Die Reaktivierung von stillgelegten Strecken ist grundsätzlich kein neues Thema. Schauen Sie sich die Heidekrautbahn oder die Potsdamer Stammbahn an, die Bestandteil von i2030 sind. Wenn wir den neuen Landesnahverkehrsplan für 2023 bis 2027 aufstellen, werden wir uns damit beschäftigen.  Hier spielen Nachfrage, Nutzen-Kosten-Verhältnis, Umweltaspekte sowie die Entwicklung von Regionen eine Rolle. Das muss alles gründlich abgewogen werden.
Kosten ist das Stichwort: Vor einigen Jahren wurde die Strecke zwischen Eberswalde und Templin wieder probehalber in Betrieb genommen. Die Fahrgastzahlen sind dort immer noch nicht exorbitant. Werden solche Strecken trotzdem am Leben erhalten, weil sie für dünnbesiedelte Regionen wichtig sind, oder soll das Geld lieber ins Berliner Umland investiert werden, wo mit einer vergleichbaren Bahn viele Menschen bewegt werden würden?
Das ist genau das Spannungsfeld, das Brandenburg ausmacht. Wir haben die interessante Situation, dass wir im Speckgürtel mit Wachstum umgehen müssen und in anderen Regionen mit gleichbleibender oder sinkender Bevölkerung. In allen Landesteilen müssen wir für Mobilität sorgen. Es gibt dafür keine Lösung von der Stange. Wir müssen vorausschauend handeln und auch Impulse geben für Entwicklungen. Brandenburg ist ein Bundesland, auf das nicht nur wegen Tesla gerade bundesweit geschaut wird. Wir haben Potenziale in vielerlei Hinsicht und das müssen wir bei der Entwicklung der Infrastruktur im Auge haben.
Zum Thema Landesplanung: Ihre Partei hat sich im Wahlkampf dafür stark gemacht, die Beschränkungen im Landesentwicklungsplan aufzuheben. Ist damit zu rechnen, dass in absehbarer Zeit jede Kommune so viel Bauland wie sie will, auch auf der grünen Wiese, ausweisen kann?
Die drei Koalitionspartner haben sich darauf verständigt, den Landesentwicklungsplan zu evaluieren. Dies soll noch in diesem Jahr beginnen. Wir werden Städte und Gemeinden als Träger der kommunalen Planungshoheit dabei einbeziehen. Auch diejenigen, die sich in ihrer Entwicklung unverhältnismäßig eingeschränkt fühlen.
Streben Sie dabei überhaupt noch eine ordnende Hand an oder ist vorstellbar, dass die bisherigen grünen Freiflächen zwischen den Entwicklungsachsen zugebaut werden?

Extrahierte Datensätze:
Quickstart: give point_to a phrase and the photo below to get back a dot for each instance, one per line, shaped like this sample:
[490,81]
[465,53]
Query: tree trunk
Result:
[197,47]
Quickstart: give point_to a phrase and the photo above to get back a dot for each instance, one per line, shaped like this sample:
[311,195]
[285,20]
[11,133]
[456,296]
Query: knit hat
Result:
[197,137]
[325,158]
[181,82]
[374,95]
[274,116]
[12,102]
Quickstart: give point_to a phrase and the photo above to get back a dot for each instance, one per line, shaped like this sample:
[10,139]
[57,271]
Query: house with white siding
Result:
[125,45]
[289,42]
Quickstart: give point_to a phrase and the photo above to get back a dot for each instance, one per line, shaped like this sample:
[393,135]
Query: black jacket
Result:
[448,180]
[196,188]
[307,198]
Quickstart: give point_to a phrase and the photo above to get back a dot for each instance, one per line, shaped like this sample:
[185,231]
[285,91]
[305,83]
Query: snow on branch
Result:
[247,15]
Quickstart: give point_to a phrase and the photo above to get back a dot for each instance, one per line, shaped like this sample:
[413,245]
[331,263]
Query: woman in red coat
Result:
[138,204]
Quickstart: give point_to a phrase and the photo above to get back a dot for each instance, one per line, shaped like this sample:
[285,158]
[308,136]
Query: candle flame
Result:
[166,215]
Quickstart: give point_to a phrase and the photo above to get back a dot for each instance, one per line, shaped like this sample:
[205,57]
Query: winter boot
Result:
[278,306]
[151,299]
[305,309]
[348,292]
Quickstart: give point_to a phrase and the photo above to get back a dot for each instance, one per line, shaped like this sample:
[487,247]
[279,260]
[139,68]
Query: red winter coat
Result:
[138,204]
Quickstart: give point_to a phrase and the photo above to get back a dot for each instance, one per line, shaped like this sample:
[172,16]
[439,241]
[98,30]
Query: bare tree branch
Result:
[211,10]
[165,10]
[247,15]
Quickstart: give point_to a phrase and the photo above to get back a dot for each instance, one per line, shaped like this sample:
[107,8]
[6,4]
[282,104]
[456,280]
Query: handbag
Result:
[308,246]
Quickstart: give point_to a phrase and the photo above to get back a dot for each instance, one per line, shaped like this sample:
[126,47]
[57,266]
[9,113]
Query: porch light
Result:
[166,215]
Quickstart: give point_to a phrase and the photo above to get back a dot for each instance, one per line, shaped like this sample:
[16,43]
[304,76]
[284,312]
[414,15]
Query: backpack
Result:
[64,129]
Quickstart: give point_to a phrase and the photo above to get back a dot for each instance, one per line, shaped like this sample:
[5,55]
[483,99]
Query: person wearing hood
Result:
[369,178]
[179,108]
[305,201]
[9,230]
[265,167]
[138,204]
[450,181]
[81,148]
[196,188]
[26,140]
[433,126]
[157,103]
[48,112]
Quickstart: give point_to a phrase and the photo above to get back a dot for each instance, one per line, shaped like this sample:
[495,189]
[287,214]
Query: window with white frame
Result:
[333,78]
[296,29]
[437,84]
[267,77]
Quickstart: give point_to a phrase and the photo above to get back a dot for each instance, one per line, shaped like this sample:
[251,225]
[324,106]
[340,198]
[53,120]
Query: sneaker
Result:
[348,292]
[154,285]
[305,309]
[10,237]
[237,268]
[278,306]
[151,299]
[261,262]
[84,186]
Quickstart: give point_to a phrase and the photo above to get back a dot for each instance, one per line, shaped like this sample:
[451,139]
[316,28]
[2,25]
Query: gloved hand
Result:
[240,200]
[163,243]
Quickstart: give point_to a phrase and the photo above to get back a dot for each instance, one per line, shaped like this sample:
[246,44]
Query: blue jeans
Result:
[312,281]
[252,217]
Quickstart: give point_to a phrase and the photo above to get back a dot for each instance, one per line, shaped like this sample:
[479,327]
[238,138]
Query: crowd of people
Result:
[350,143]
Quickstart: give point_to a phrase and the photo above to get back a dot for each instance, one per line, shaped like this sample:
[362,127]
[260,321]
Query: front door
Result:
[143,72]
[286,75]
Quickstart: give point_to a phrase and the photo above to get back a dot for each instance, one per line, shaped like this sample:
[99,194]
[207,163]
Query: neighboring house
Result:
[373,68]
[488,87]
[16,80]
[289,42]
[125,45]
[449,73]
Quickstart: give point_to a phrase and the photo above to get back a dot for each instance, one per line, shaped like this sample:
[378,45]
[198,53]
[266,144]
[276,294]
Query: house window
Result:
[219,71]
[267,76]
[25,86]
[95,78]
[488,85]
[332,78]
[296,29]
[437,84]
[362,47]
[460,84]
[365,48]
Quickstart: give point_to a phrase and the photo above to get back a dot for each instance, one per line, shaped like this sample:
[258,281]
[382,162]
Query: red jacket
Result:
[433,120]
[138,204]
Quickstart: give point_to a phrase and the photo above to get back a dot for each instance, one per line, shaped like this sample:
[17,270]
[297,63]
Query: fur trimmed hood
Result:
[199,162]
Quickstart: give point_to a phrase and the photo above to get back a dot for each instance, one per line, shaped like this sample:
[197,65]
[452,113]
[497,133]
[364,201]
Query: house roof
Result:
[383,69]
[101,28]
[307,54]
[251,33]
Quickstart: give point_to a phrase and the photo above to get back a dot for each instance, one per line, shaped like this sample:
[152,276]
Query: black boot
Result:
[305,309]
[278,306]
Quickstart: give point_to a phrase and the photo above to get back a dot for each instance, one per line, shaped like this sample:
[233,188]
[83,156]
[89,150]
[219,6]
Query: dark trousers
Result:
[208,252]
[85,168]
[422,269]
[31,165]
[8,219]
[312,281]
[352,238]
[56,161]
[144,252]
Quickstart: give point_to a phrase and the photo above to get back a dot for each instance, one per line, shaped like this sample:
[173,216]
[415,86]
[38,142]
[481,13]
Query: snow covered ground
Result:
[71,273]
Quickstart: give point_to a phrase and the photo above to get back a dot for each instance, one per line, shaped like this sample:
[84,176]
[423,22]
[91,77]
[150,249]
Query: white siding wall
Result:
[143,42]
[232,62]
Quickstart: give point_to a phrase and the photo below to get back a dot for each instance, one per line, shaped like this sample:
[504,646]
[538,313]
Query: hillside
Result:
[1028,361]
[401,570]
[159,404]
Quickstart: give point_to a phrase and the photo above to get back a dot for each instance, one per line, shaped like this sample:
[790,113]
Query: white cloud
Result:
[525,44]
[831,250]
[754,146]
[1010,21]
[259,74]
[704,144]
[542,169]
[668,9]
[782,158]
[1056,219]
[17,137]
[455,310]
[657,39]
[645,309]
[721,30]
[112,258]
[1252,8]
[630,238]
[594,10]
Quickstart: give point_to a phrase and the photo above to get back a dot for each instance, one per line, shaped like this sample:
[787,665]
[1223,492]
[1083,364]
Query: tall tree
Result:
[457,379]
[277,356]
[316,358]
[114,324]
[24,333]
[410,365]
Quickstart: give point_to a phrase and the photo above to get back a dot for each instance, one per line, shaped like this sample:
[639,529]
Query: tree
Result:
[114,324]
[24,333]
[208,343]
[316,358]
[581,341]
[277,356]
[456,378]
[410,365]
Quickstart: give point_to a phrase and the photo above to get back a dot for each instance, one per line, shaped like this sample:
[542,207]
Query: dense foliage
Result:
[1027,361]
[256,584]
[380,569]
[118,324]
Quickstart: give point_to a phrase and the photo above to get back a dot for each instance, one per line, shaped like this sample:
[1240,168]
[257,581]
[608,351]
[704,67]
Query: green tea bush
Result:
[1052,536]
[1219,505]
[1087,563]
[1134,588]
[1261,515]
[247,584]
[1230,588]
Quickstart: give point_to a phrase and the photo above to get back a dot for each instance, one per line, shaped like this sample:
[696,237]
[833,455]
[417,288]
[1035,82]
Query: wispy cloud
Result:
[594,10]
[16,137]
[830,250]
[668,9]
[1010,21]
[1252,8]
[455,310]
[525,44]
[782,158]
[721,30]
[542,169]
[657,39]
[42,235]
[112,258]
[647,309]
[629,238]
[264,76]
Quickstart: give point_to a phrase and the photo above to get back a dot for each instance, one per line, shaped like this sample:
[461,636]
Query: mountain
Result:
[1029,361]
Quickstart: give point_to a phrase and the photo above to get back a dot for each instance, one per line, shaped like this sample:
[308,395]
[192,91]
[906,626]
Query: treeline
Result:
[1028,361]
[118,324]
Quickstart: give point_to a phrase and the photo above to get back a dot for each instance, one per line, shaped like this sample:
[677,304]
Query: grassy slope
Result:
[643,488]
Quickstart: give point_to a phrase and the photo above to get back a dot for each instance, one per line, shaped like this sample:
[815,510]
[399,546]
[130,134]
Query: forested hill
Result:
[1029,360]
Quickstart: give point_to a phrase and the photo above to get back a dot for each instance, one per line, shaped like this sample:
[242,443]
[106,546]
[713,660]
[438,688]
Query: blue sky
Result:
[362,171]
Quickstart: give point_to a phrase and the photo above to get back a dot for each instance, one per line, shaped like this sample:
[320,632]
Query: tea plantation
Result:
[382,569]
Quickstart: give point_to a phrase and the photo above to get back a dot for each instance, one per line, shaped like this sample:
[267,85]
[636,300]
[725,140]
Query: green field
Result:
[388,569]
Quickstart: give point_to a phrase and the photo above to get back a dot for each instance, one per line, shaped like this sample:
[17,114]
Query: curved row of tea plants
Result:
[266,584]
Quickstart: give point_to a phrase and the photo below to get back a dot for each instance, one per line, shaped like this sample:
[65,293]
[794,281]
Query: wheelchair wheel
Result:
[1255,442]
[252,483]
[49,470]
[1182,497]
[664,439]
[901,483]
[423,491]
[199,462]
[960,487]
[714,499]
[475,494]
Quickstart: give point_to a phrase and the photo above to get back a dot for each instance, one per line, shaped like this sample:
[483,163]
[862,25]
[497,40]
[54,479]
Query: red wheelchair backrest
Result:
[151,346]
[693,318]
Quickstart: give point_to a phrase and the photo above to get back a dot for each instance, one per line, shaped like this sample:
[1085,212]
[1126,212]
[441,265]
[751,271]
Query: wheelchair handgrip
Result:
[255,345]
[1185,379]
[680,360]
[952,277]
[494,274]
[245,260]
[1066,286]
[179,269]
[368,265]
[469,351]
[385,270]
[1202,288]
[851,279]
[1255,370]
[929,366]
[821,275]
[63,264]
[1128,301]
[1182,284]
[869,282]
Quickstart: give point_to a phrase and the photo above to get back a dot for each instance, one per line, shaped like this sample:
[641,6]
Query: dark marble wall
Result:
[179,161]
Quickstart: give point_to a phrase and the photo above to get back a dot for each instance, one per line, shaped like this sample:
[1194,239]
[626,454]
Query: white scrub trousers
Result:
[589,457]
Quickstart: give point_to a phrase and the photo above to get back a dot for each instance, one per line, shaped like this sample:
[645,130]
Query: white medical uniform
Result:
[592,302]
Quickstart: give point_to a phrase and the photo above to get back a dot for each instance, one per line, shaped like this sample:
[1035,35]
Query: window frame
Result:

Zu beantwortende Fragen
1/ Erklären Sie in ein bis drei Sätzen, warum es laut Textauszug für die Mobilität in Brandenburg keine Lösung von der Stange gibt.
2/ Geben Sie den Abschnitt des Textauszugs wortgetreu wieder, der mit „Zum Thema Landesplanung: Ihre“ beginnt und mit „Entwicklungsachsen zugebaut werden?“ endet.
Die Zeilen stehen in keinem Zusammenhang mit dem Textauszug.

Lösungen der Aufgaben
1/ Brandenburg muss im Speckgürtel mit Wachstum umgehen, in anderen Regionen dagegen mit gleichbleibender oder sinkender Bevölkerung. Zugleich muss in allen Landesteilen für Mobilität gesorgt werden.

2/
Zum Thema Landesplanung: Ihre Partei hat sich im Wahlkampf dafür stark gemacht, die Beschränkungen im Landesentwicklungsplan aufzuheben. Ist damit zu rechnen, dass in absehbarer Zeit jede Kommune so viel Bauland wie sie will, auch auf der grünen Wiese, ausweisen kann?
Die drei Koalitionspartner haben sich darauf verständigt, den Landesentwicklungsplan zu evaluieren. Dies soll noch in diesem Jahr beginnen. Wir werden Städte und Gemeinden als Träger der kommunalen Planungshoheit dabei einbeziehen. Auch diejenigen, die sich in ihrer Entwicklung unverhältnismäßig eingeschränkt fühlen.
Streben Sie dabei überhaupt noch eine ordnende Hand an oder ist vorstellbar, dass die bisherigen grünen Freiflächen zwischen den Entwicklungsachsen zugebaut werden?